▸ **ABOUT THIS TASK**: Your answer must be the listing, given again word for word.
============
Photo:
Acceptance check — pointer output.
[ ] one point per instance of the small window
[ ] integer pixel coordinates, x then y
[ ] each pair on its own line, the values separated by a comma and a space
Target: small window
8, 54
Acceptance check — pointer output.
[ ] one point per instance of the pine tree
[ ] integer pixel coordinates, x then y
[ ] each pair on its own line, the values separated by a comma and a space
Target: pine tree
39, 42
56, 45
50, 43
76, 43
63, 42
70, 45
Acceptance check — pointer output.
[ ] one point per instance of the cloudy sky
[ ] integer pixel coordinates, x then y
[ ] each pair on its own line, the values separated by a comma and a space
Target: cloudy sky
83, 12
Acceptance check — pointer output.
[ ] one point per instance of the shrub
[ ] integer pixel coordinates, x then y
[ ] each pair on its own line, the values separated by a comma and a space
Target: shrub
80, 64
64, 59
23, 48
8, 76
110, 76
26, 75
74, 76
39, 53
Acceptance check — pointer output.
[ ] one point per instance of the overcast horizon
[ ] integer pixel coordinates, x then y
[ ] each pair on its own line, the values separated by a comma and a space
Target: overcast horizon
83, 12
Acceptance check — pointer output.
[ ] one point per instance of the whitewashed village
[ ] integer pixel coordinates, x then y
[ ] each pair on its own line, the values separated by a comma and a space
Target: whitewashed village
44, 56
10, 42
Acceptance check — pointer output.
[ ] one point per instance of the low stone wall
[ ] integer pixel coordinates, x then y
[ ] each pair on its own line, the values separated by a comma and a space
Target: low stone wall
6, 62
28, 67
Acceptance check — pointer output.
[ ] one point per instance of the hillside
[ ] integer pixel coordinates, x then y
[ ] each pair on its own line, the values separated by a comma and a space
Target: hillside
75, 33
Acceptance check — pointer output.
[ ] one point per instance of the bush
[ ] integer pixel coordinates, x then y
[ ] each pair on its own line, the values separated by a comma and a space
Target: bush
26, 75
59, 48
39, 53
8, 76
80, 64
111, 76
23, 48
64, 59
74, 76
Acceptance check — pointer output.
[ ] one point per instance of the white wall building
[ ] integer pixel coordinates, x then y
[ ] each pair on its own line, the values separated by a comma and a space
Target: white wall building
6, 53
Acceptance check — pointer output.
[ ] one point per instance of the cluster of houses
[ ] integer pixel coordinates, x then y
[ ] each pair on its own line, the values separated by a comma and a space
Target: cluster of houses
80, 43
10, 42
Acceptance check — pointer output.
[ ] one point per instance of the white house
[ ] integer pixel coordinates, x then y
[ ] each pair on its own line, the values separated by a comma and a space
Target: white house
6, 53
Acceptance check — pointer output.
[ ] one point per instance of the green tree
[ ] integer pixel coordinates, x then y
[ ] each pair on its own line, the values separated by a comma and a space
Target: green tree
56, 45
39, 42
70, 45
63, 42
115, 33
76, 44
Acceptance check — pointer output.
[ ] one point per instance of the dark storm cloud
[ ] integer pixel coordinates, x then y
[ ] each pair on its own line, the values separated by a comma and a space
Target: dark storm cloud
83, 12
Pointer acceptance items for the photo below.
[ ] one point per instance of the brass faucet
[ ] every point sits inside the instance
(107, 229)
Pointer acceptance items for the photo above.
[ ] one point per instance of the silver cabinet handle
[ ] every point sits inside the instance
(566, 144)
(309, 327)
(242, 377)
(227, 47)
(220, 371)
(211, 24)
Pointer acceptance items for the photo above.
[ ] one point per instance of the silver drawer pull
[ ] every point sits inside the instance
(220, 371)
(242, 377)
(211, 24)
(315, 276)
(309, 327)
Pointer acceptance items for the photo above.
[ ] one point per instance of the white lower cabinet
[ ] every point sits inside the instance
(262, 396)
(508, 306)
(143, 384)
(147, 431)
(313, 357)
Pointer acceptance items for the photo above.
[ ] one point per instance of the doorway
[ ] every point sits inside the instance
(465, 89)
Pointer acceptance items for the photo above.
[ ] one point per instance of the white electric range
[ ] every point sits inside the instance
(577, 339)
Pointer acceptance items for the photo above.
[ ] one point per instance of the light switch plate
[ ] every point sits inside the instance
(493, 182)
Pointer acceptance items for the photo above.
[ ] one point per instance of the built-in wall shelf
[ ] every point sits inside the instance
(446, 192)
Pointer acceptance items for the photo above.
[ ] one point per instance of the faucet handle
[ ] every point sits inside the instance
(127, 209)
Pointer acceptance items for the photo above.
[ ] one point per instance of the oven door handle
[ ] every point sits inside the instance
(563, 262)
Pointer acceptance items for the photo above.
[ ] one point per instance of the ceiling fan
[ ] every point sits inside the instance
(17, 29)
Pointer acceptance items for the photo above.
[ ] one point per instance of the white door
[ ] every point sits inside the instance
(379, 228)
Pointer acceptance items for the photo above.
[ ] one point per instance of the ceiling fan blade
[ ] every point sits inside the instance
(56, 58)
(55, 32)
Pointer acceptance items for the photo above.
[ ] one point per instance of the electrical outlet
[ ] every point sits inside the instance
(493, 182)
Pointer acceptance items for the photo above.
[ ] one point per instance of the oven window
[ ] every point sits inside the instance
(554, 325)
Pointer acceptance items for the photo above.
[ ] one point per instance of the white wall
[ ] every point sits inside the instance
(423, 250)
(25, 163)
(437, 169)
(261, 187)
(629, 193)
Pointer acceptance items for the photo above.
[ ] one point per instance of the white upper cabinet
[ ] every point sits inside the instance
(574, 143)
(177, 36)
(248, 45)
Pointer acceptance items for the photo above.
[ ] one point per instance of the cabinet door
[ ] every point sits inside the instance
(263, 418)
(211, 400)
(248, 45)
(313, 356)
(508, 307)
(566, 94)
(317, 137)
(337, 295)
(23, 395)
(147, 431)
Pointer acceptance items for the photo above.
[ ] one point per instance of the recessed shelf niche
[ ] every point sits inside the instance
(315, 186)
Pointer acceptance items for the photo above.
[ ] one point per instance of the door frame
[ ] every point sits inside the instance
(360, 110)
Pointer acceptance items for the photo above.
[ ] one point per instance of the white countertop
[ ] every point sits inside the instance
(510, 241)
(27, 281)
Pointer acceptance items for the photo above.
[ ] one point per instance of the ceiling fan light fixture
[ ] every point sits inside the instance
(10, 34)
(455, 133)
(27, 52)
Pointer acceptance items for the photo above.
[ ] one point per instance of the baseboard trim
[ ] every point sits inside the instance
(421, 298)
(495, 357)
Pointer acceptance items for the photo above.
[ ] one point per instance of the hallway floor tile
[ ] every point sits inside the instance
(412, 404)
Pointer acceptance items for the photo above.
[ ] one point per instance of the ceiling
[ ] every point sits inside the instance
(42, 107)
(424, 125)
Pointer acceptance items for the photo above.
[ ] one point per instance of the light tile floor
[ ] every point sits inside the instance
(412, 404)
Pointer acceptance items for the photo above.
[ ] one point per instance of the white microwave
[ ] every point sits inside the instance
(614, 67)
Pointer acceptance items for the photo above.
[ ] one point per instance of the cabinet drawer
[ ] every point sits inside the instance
============
▸ **RESPONSE AREA**:
Photo:
Acceptance check — pointer output.
[ ] one point per instance of the small window
[ ] integer pixel coordinates, x then y
[ ] each pair on its own line, the values separated by a comma and a space
Target: small window
8, 54
Acceptance check — pointer output.
[ ] one point per instance of the pine tree
[ ] integer pixel coordinates, x then y
[ ] each pair on its own line, the values separated by a comma and a space
Target: pine tree
39, 42
56, 45
50, 43
76, 43
63, 42
70, 45
Acceptance check — pointer output.
[ ] one point per instance of the cloudy sky
[ ] integer pixel coordinates, x then y
[ ] each pair on its own line, the values separated by a comma and a space
Target: cloudy sky
83, 12
Acceptance check — pointer output.
[ ] one point per instance of the shrub
[ ] integer pixel coordinates, x then y
[ ] each pair on its own line, the values separated by a comma and a space
Target: shrub
80, 64
64, 59
23, 48
8, 76
110, 76
26, 75
74, 76
39, 53
Acceptance check — pointer output.
[ ] one point per instance of the overcast horizon
[ ] integer pixel coordinates, x then y
[ ] each pair on its own line, the values separated by a comma and a space
Target: overcast horizon
83, 12
Acceptance check — pointer output.
[ ] one point per instance of the whitewashed village
[ ] integer pixel coordinates, x then y
[ ] each pair on its own line, the values separated by a comma and a space
Target: whitewashed village
44, 56
10, 42
Acceptance check — pointer output.
[ ] one point per instance of the low stone wall
[ ] integer pixel coordinates, x then y
[ ] each pair on its own line, the values separated by a comma and a space
Target: low stone wall
6, 62
28, 67
Acceptance check — pointer output.
[ ] one point per instance of the hillside
[ ] integer pixel coordinates, x then y
[ ] each pair on its own line, the values separated by a comma and a space
Target: hillside
75, 33
Acceptance check — pointer output.
[ ] one point per instance of the bush
[ ] integer pixel coordinates, x then y
[ ] each pair on its own line, the values separated by a comma and a space
Target: bush
26, 75
59, 48
39, 53
8, 76
80, 64
111, 76
23, 48
64, 59
74, 76
Acceptance check — pointer output.
[ ] one point per instance of the white wall building
[ ] integer pixel coordinates, x then y
[ ] each pair on its own line, the values separated by a comma and a space
Target: white wall building
6, 53
Acceptance check — pointer output.
[ ] one point per instance of the cluster of houses
[ ] integer pixel coordinates, x then y
[ ] each pair on its own line, the values separated by a comma and a space
Target: cluster of houses
80, 43
10, 42
Acceptance check — pointer output.
[ ] one point per instance of the white house
[ ] integer pixel coordinates, x then y
[ ] each pair on its own line, the values separated by a comma and a space
Target: white house
6, 53
Acceptance check — pointer output.
[ ] one point per instance of the green tree
[ ] integer pixel coordinates, x then y
[ ] each pair on its own line, the values separated by a comma and a space
Target: green tree
56, 45
39, 42
70, 45
63, 42
115, 33
76, 44
Acceptance check — pointer output.
[ ] one point per instance of the dark storm cloud
[ ] integer pixel coordinates, x then y
[ ] each pair on its own line, the values separated by a comma and a space
Target: dark storm cloud
83, 12
Pointer acceptance items for the photo below.
[ ] one point per instance of the brass faucet
[ ] every point sits inside the instance
(107, 229)
Pointer acceptance items for the photo above.
[ ] one point per instance of the silver cabinet handle
[ ] every point sits inside the instance
(566, 144)
(309, 327)
(242, 377)
(227, 47)
(220, 371)
(211, 24)
Pointer acceptance items for the photo above.
[ ] one point per instance of the silver drawer pull
[ ] every point sits inside the instance
(220, 371)
(242, 377)
(211, 24)
(315, 276)
(309, 327)
Pointer acceptance items for the photo above.
[ ] one point per instance of the white lower cabinet
[ ] every point sits inside the instance
(262, 396)
(508, 306)
(143, 384)
(147, 431)
(313, 357)
Pointer acceptance items for the photo above.
[ ] one point per instance of the doorway
[ ] every point sits inside the instance
(465, 89)
Pointer acceptance items for the photo above.
[ ] one point per instance of the white electric range
[ ] every point sits inside the instance
(577, 339)
Pointer acceptance items for the photo above.
[ ] one point per instance of the light switch plate
[ ] every point sits inside the instance
(493, 182)
Pointer acceptance items for the photo above.
[ ] one point per instance of the built-in wall shelf
[ ] every point sits inside the instance
(446, 192)
Pointer acceptance items for the photo above.
[ ] one point per instance of the faucet handle
[ ] every point sits inside the instance
(127, 209)
Pointer acceptance items for the photo above.
[ ] one point per instance of the oven door handle
[ ] every point sits inside the instance
(563, 262)
Pointer acceptance items for the photo above.
[ ] one point per instance of the ceiling fan
[ ] every point sits inside the instance
(17, 29)
Pointer acceptance items for the photo above.
[ ] one point per instance of the white door
[ ] every point sits inside the instance
(379, 228)
Pointer acceptance items for the photo above.
[ ] one point per instance of the ceiling fan blade
[ ] every point sits inside the instance
(56, 58)
(55, 32)
Pointer acceptance items for the photo above.
[ ] one point per instance of the electrical outlet
[ ] every point sits inside the instance
(493, 182)
Pointer acceptance items for the photo above.
[ ] one point per instance of the oven window
[ ] every point sits inside the instance
(554, 325)
Pointer acceptance items for the photo above.
[ ] one point per instance of the white wall
[ ] every point sits inside the instance
(423, 250)
(25, 163)
(437, 169)
(261, 187)
(629, 193)
Pointer acceptance items for the photo above.
[ ] one point per instance of the white upper cabinet
[ ] every point sits inside the instance
(574, 143)
(177, 36)
(248, 45)
Pointer acceptance items for the photo above.
[ ] one point per instance of the cabinet door
[ ] every point sits inside the instance
(263, 418)
(211, 400)
(248, 45)
(313, 356)
(508, 307)
(566, 94)
(317, 137)
(337, 295)
(23, 395)
(147, 431)
Pointer acceptance items for the photo above.
[ ] one point per instance of the recessed shelf niche
[ ] every point sits inside the instance
(315, 186)
Pointer acceptance items for the photo above.
[ ] one point per instance of the door frame
[ ] every point sits inside the instance
(360, 110)
Pointer acceptance items for the photo above.
[ ] one point per instance of the white countertop
[ ] every point sits inside the instance
(510, 241)
(27, 281)
Pointer acceptance items for the photo above.
[ ] one point per instance of the ceiling fan light fixture
[ ] every point sits inside the instance
(10, 34)
(455, 133)
(27, 52)
Pointer acceptance items for the photo above.
[ ] one point per instance of the baseboard trim
[ ] every point sits inside the instance
(421, 298)
(495, 357)
Pointer acceptance items for the photo above.
[ ] one point per instance of the hallway floor tile
[ ] every point sits inside the instance
(412, 404)
Pointer acceptance items for the photo above.
[ ] one point per instance of the ceiling
[ ] every point sits inside the instance
(42, 107)
(424, 125)
Pointer acceptance items for the photo above.
[ ] one point per instance of the light tile floor
[ ] every point sits inside the instance
(412, 404)
Pointer acceptance items for the photo above.
[ ] one point per instance of the white microwave
[ ] every point sits inside the instance
(614, 67)
Pointer acceptance items for the photo above.
[ ] one point per instance of the cabinet drawer
[ ] every point sits inside the instance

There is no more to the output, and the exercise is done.